(Region pointing data)
══════════

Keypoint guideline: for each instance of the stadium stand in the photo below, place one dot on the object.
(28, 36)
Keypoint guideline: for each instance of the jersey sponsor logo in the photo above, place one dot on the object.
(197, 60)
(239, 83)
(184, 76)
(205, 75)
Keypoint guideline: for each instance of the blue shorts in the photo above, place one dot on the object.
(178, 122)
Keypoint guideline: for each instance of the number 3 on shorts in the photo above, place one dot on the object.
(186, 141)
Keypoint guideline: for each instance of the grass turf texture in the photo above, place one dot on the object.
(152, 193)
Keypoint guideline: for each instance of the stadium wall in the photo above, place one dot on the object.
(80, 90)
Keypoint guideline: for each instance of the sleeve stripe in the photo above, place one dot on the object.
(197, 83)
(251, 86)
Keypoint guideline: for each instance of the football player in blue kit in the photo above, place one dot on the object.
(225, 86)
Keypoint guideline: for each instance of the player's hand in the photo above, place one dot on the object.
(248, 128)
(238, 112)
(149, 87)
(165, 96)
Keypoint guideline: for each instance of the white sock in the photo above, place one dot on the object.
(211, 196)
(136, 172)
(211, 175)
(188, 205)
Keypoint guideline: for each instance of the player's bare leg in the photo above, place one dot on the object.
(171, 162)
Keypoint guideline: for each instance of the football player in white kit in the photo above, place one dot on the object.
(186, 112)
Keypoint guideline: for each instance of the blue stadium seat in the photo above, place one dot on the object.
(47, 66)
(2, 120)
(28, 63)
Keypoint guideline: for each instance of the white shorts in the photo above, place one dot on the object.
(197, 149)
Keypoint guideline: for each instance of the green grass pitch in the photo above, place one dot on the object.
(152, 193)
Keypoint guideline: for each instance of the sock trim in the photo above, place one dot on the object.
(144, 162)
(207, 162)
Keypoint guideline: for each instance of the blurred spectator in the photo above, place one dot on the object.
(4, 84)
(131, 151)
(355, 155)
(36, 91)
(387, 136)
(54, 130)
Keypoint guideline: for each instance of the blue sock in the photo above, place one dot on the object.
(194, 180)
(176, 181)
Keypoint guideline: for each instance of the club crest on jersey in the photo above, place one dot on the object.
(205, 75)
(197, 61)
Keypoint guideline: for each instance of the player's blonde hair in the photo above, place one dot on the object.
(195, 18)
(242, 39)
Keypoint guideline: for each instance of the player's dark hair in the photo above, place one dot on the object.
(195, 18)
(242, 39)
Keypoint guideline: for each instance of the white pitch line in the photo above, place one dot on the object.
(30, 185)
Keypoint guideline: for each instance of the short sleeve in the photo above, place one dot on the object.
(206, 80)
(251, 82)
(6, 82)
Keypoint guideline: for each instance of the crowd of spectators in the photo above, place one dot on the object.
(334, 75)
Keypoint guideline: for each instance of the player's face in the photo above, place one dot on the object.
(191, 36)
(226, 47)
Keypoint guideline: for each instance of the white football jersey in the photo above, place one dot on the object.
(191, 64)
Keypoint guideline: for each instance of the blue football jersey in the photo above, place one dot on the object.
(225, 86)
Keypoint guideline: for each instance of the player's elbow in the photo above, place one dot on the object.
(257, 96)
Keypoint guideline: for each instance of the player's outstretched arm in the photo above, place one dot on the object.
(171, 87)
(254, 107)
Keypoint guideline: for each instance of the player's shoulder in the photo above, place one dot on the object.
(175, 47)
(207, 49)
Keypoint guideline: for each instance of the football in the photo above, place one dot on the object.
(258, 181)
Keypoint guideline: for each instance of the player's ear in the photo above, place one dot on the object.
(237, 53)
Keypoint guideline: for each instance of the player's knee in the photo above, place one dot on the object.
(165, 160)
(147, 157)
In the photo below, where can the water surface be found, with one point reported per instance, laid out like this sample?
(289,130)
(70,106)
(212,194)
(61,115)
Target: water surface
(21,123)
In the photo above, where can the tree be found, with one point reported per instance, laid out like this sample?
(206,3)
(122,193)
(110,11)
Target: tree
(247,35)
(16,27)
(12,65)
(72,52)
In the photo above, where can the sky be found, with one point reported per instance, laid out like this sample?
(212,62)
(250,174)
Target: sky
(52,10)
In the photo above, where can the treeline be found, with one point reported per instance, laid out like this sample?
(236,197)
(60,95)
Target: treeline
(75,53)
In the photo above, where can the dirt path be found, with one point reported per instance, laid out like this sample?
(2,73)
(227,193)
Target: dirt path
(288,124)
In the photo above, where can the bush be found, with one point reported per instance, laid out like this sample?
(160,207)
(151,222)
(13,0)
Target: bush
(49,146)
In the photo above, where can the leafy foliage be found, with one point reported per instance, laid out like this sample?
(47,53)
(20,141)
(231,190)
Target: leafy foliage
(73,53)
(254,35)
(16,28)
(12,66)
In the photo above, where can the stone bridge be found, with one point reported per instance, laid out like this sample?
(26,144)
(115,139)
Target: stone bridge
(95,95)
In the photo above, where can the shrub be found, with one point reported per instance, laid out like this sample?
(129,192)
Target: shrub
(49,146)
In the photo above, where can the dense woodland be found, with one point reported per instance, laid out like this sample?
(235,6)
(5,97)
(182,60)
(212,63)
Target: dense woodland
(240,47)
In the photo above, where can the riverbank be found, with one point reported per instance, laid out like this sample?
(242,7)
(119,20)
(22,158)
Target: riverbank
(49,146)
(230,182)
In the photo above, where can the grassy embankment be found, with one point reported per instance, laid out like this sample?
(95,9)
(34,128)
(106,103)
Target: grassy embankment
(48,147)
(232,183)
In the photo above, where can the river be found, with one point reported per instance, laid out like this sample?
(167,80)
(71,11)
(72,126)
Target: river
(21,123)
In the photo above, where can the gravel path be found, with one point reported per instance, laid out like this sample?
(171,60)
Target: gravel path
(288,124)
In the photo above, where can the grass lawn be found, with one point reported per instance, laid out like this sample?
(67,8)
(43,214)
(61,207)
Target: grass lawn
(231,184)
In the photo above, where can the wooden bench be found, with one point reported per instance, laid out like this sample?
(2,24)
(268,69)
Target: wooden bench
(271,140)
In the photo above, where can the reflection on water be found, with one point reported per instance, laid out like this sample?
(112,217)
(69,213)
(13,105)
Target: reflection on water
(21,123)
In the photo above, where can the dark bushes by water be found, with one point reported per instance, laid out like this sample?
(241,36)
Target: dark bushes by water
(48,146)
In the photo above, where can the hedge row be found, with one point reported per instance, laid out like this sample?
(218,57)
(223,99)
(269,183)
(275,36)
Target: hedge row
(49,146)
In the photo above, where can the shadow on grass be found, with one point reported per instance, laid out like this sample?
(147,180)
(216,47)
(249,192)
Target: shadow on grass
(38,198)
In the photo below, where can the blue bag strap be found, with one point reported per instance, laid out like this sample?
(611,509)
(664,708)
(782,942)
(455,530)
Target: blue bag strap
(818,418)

══════════

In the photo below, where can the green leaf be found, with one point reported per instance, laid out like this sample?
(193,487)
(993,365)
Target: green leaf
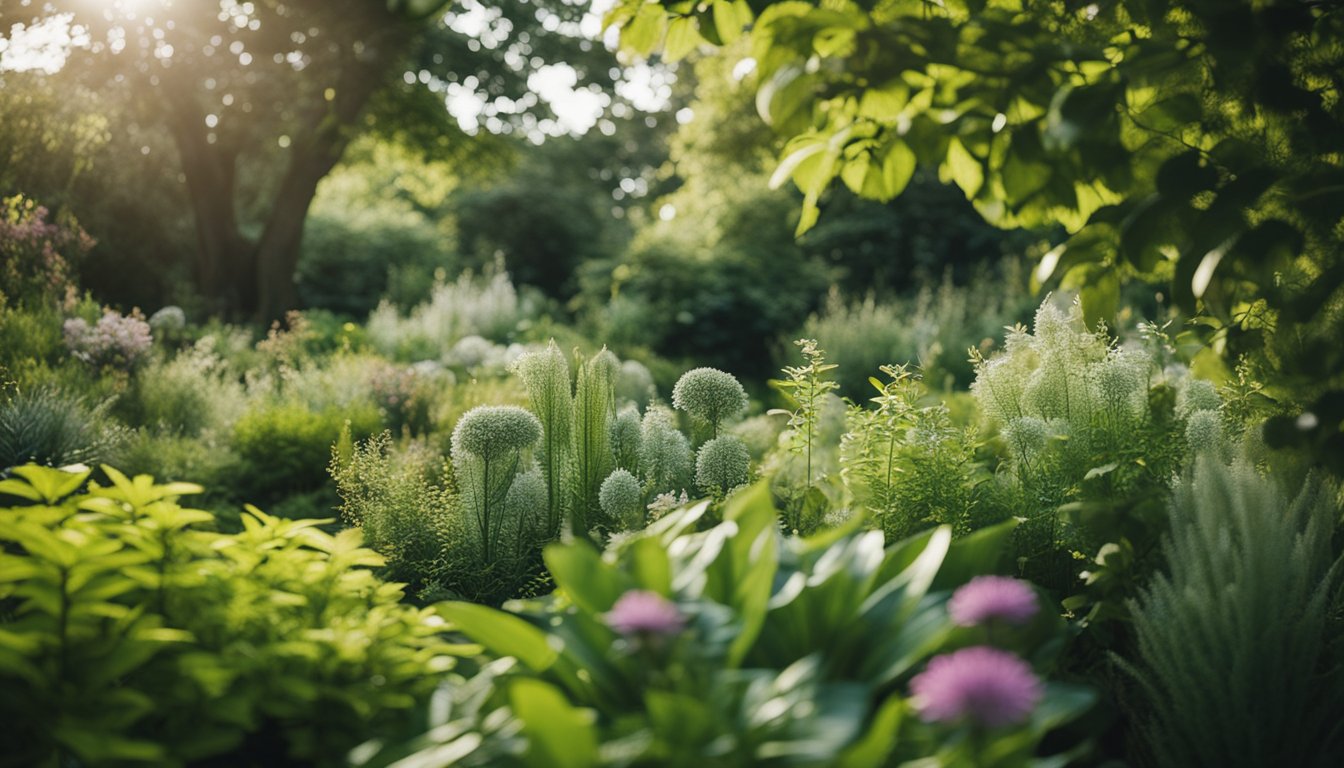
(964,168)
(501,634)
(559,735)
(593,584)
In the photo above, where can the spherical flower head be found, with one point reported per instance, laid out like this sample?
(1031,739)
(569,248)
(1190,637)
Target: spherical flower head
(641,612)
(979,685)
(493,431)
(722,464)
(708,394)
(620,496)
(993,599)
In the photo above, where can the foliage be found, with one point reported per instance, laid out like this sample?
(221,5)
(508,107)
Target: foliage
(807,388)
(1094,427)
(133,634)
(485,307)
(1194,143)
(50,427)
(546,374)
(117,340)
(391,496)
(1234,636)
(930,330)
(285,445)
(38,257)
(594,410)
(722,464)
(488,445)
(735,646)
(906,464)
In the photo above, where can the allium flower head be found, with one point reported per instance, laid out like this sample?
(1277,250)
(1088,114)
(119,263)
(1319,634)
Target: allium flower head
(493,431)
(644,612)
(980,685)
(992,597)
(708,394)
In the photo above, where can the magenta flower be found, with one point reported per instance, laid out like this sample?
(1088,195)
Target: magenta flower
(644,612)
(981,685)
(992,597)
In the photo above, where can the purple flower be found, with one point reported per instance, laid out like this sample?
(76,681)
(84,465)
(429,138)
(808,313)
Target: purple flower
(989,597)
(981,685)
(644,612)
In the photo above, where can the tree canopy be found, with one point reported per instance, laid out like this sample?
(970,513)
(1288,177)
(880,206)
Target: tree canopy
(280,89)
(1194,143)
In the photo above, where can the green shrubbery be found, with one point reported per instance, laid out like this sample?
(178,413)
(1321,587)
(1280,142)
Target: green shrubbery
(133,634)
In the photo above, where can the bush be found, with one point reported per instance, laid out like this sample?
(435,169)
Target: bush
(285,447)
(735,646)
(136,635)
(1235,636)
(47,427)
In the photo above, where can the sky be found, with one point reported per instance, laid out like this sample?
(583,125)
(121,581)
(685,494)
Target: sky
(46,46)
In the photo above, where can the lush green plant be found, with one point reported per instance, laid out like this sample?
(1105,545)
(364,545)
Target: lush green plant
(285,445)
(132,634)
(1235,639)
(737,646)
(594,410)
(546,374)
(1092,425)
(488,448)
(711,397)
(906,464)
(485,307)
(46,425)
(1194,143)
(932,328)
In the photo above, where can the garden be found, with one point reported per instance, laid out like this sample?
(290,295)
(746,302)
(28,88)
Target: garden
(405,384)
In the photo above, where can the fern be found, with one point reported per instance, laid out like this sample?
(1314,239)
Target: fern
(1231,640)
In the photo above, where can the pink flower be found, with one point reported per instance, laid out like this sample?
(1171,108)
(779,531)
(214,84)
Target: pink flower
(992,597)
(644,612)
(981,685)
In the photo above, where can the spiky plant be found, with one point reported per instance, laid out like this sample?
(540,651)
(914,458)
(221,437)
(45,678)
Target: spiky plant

══════════

**TASK TO COMPLETE:**
Of the entries above, repeat exactly the lines from the line with "In the photo above, where can the stone" through the line with "In the photo above, where can the gravel", both of them included.

**SOLUTION:**
In the photo above, where can the stone bridge be found, with one point reported per instance, laid out like this sample?
(26,144)
(115,139)
Target: stone bridge
(95,95)
In the photo above, where can the shrub be found, with one point reported per instance, laid out like this sample?
(129,192)
Target: shrub
(49,146)
In the photo above, where can the dense woodland be found, with one point reported per instance, laid out like this sample?
(235,6)
(5,97)
(182,60)
(212,63)
Target: dense woodland
(240,47)
In the photo above, where can the riverbank be found, with one point reported per instance, laid out like this sample?
(242,7)
(119,20)
(22,158)
Target: riverbank
(49,146)
(230,182)
In the photo above, where can the grassy embankment be found, with one point reported per instance, laid out like this sample?
(95,9)
(34,128)
(106,103)
Target: grassy embankment
(48,147)
(232,183)
In the photo above, where can the river be found, with one point reported per instance, laid out like this sample?
(167,80)
(71,11)
(72,126)
Target: river
(21,123)
In the photo above, where can the gravel path be found, with one point reported per instance, laid out like this sample?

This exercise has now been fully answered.